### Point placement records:
■ ■ ■ ■

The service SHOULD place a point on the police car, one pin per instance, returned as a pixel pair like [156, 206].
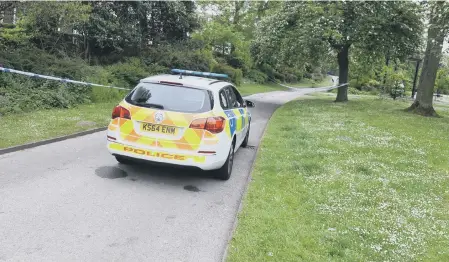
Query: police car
[186, 118]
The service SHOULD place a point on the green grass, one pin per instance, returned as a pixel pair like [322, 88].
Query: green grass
[247, 89]
[356, 181]
[24, 128]
[306, 82]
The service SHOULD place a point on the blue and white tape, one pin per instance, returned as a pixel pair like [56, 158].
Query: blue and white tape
[63, 80]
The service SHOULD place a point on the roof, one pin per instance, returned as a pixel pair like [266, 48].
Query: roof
[190, 81]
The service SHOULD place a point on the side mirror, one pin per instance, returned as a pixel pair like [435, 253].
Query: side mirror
[249, 103]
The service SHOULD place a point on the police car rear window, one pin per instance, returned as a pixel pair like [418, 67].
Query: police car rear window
[171, 98]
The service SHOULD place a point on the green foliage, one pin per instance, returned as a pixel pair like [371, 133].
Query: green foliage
[22, 94]
[185, 54]
[128, 73]
[257, 76]
[442, 81]
[236, 75]
[226, 42]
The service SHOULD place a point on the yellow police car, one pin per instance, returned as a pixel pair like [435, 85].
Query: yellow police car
[185, 118]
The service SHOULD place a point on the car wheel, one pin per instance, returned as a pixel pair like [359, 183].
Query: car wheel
[123, 160]
[245, 141]
[224, 173]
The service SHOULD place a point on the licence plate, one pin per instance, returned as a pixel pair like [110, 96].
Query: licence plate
[168, 130]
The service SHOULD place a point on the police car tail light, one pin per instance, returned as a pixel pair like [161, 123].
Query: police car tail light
[211, 124]
[121, 112]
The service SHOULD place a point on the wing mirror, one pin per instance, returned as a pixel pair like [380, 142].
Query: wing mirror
[249, 103]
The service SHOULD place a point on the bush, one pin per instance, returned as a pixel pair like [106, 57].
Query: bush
[257, 76]
[23, 94]
[235, 74]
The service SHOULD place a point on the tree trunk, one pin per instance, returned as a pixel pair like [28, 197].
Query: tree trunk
[343, 68]
[423, 104]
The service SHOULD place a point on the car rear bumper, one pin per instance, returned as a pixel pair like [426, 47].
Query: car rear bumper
[202, 161]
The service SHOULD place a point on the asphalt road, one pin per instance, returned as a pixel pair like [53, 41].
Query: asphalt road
[71, 201]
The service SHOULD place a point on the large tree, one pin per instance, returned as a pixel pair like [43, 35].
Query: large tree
[437, 31]
[302, 32]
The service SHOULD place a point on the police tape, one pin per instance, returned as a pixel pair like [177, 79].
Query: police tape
[62, 80]
[321, 87]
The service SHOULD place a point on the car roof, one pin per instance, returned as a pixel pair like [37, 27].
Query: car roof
[190, 81]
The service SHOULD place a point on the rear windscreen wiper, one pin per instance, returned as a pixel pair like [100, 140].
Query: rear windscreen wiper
[149, 105]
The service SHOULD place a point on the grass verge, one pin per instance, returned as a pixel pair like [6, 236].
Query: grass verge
[306, 82]
[18, 129]
[356, 181]
[247, 89]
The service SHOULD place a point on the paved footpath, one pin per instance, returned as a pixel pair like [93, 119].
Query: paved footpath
[71, 201]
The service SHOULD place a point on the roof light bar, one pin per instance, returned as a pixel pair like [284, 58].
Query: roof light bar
[197, 73]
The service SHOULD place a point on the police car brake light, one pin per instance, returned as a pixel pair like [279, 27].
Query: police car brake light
[198, 73]
[121, 112]
[212, 124]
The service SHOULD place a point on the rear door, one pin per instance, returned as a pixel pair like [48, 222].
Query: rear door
[161, 115]
[236, 113]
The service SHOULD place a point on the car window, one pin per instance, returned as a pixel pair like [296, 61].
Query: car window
[223, 100]
[238, 97]
[233, 103]
[170, 97]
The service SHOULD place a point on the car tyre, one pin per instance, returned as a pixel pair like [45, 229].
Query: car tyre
[123, 160]
[224, 173]
[245, 141]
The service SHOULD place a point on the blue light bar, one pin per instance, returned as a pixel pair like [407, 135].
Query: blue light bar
[197, 73]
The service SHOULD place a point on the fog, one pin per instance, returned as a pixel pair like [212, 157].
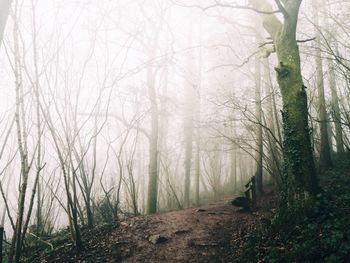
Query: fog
[99, 98]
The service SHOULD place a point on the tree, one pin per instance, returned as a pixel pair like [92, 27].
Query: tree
[325, 151]
[300, 173]
[4, 13]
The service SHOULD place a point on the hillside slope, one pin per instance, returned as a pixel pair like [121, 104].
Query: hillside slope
[207, 234]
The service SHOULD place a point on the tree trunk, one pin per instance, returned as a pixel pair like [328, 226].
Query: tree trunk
[4, 13]
[300, 173]
[153, 146]
[258, 116]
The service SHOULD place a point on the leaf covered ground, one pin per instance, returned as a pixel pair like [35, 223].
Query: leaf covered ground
[214, 233]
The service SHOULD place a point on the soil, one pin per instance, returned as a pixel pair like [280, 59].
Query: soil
[213, 233]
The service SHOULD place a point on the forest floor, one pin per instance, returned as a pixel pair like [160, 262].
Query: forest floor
[212, 233]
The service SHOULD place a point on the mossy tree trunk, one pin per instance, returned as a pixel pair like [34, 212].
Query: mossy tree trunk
[300, 172]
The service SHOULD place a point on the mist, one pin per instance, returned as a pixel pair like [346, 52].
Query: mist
[116, 109]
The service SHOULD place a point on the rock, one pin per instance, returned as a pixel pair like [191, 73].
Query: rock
[157, 239]
[181, 231]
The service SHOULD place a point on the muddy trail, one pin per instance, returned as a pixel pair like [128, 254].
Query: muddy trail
[212, 233]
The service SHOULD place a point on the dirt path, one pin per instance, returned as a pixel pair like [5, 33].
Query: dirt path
[207, 234]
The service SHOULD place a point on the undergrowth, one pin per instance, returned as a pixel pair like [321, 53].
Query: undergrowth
[320, 233]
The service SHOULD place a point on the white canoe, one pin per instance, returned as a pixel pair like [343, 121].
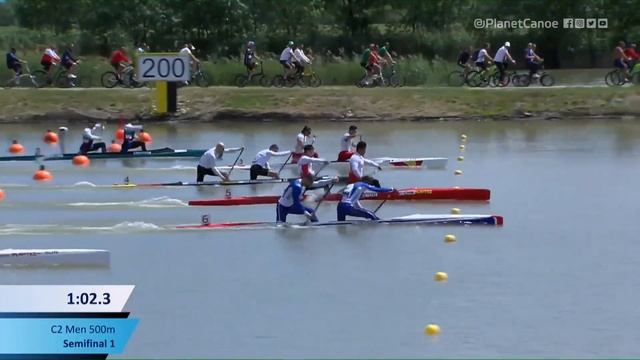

■ ■ ■ ■

### TASK DESCRIPTION:
From the records above, pick out and copy every line that contains the string "blue". Case counts.

### TASK OUTPUT:
The service SHOULD place a point on the blue and white tape, one pin per instance, returned as a pixel pair like [56, 158].
Query: blue and white tape
The service SHOULD place a point on the blue light bar, one pin per instance, returned as a pixel pair like [407, 135].
Query: blue light bar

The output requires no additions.